(Beginning of Extracted entries)
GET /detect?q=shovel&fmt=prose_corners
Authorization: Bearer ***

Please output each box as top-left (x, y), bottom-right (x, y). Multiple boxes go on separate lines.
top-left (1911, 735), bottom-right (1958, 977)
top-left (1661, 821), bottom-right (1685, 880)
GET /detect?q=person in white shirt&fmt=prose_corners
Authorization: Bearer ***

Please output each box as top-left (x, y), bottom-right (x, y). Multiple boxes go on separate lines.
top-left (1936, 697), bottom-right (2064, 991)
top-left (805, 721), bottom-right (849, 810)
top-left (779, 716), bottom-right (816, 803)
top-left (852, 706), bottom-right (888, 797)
(End of Extracted entries)
(Beginning of Extracted entries)
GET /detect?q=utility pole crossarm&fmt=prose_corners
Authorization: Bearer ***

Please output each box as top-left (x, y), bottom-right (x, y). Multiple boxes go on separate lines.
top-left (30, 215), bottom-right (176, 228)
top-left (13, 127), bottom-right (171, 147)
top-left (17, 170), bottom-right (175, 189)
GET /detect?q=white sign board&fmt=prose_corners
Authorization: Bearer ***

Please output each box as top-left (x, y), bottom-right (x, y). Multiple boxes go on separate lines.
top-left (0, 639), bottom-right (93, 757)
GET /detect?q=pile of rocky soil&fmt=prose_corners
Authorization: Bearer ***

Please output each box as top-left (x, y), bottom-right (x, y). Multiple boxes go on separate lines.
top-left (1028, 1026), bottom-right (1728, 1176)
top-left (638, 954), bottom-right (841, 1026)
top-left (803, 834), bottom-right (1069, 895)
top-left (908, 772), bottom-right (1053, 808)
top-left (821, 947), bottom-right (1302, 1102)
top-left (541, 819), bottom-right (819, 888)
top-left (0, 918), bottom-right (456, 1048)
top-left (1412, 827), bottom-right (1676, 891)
(End of Extracted entries)
• **Task item**: Look at the entries above. Say how many lines have the word "detect", and give only the number.

• **Exercise result**: 5